> [EXERCISE DETAILS] Reproduce these lines verbatim, keeping every item unchanged.

Pointing items:
◇ ◇ ◇ ◇

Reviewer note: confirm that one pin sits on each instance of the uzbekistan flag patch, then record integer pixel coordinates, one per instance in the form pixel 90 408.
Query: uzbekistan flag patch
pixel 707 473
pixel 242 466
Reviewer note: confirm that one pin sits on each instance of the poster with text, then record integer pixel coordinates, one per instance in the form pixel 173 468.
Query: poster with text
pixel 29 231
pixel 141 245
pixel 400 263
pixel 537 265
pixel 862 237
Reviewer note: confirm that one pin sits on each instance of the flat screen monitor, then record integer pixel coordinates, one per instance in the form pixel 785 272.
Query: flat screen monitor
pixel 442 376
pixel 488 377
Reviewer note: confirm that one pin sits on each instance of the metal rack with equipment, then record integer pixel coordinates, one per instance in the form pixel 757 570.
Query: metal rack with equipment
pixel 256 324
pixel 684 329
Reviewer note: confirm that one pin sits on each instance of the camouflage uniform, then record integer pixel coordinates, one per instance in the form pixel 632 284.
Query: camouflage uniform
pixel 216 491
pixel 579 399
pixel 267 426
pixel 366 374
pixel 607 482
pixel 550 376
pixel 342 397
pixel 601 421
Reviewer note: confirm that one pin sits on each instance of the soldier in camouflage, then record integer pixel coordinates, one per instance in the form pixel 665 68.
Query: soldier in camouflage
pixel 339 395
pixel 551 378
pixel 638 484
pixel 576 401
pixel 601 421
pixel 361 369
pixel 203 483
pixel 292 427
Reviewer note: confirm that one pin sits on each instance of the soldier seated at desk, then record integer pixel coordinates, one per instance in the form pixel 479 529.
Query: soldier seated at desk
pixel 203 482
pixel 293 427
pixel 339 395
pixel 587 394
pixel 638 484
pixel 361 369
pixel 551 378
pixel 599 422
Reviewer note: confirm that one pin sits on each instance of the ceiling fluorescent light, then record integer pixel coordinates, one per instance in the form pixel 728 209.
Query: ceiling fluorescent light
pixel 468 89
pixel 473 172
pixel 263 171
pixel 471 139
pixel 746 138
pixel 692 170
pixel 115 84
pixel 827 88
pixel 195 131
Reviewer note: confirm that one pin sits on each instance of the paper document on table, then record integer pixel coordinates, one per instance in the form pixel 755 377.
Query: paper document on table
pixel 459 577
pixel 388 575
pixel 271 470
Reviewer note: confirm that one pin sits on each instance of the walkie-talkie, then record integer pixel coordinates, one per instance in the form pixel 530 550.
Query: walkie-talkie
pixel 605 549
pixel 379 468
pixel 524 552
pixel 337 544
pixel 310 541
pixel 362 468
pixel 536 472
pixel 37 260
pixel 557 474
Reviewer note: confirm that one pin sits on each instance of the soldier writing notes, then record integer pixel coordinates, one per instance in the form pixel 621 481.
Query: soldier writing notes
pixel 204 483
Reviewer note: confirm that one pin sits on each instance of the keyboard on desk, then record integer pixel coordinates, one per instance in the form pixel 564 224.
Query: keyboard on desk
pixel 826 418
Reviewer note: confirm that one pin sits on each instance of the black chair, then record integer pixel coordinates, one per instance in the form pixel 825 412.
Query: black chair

◇ ◇ ◇ ◇

> [SOLUTION]
Reviewer note: confirm that one pin sits on each instance of the uzbekistan flag patch, then record integer pixel coordinates, one per instance in the form pixel 90 408.
Query: uzbekistan flag patch
pixel 707 473
pixel 242 466
Reviewer note: confirm that one pin sits on each instance of the poster with text, then record integer pixel coordinates, one per instance in the form pixel 173 468.
Query: poster with text
pixel 29 231
pixel 141 245
pixel 400 263
pixel 537 265
pixel 862 237
Reviewer note: confirm that one pin sits on each instance of the flat screen monitor, then record integer pixel coordinates, one per instance in the form pixel 785 272.
Query: flat screen monitor
pixel 442 376
pixel 488 377
Reviewer note: confirm that one pin sits on each instance of the metal rack with equipment, then record integer pixel coordinates, one per instance in the form pixel 757 570.
Query: metal rack with equipment
pixel 256 324
pixel 684 329
Reviewer note: confirm that one pin sits on each instance of the camouflage uniform, then record integer pixel coordinates, one per instance in the form pixel 632 284.
Query: camouflage uniform
pixel 216 491
pixel 579 399
pixel 267 426
pixel 366 374
pixel 607 482
pixel 550 376
pixel 342 397
pixel 601 421
Reviewer note: confirm that one pin sits on each instance of the soldier in camouflage, then record integer pixel coordinates, one per instance in the form pixel 665 68.
Query: soldier in camouflage
pixel 339 395
pixel 551 378
pixel 638 484
pixel 576 401
pixel 601 421
pixel 361 369
pixel 203 483
pixel 292 427
Reviewer note: confirm that one pin sits on each instance of the soldier seated at desk, then record integer pixel coordinates, one per instance in the form pixel 479 529.
Query: soldier seated at desk
pixel 203 482
pixel 293 427
pixel 339 395
pixel 587 394
pixel 638 484
pixel 361 369
pixel 551 378
pixel 599 422
Reviewer note: confirm that one pin sits on each instance of the ceiling fluorescent light, then record integer pixel coordinates, one per instance in the form pixel 728 209.
Query: ceiling fluorescent light
pixel 468 89
pixel 473 172
pixel 263 171
pixel 471 139
pixel 746 138
pixel 692 170
pixel 115 84
pixel 827 88
pixel 195 131
Reviewer note: confirm that one pin sits on each instance of the paper document on table, then record integer pixel coordinates, one per instance in the form pixel 755 377.
Query: paper document on table
pixel 459 577
pixel 388 575
pixel 271 470
Reviewer note: confirm that one pin sits on each instance of the walkie-talkie, then record integer pixel coordinates, one per instance in the form pixel 530 550.
Query: walkie-talkie
pixel 605 549
pixel 379 468
pixel 524 552
pixel 337 544
pixel 310 541
pixel 362 468
pixel 536 472
pixel 37 260
pixel 557 474
Reviewer note: confirm that one pin sits on each instance of the soldier writing notes, then record integer pixel coordinates, one per instance in the form pixel 621 481.
Query: soldier writing notes
pixel 204 483
Reviewer note: confirm that one pin sits on each instance of the keyboard on desk, then record integer pixel coordinates, one per instance in the form pixel 564 224.
Query: keyboard on desk
pixel 826 418
Reviewer note: confirm that one pin sits on each instance of the black chair, then record integer pixel coordinates, one per instance in the form pixel 825 412.
Query: black chair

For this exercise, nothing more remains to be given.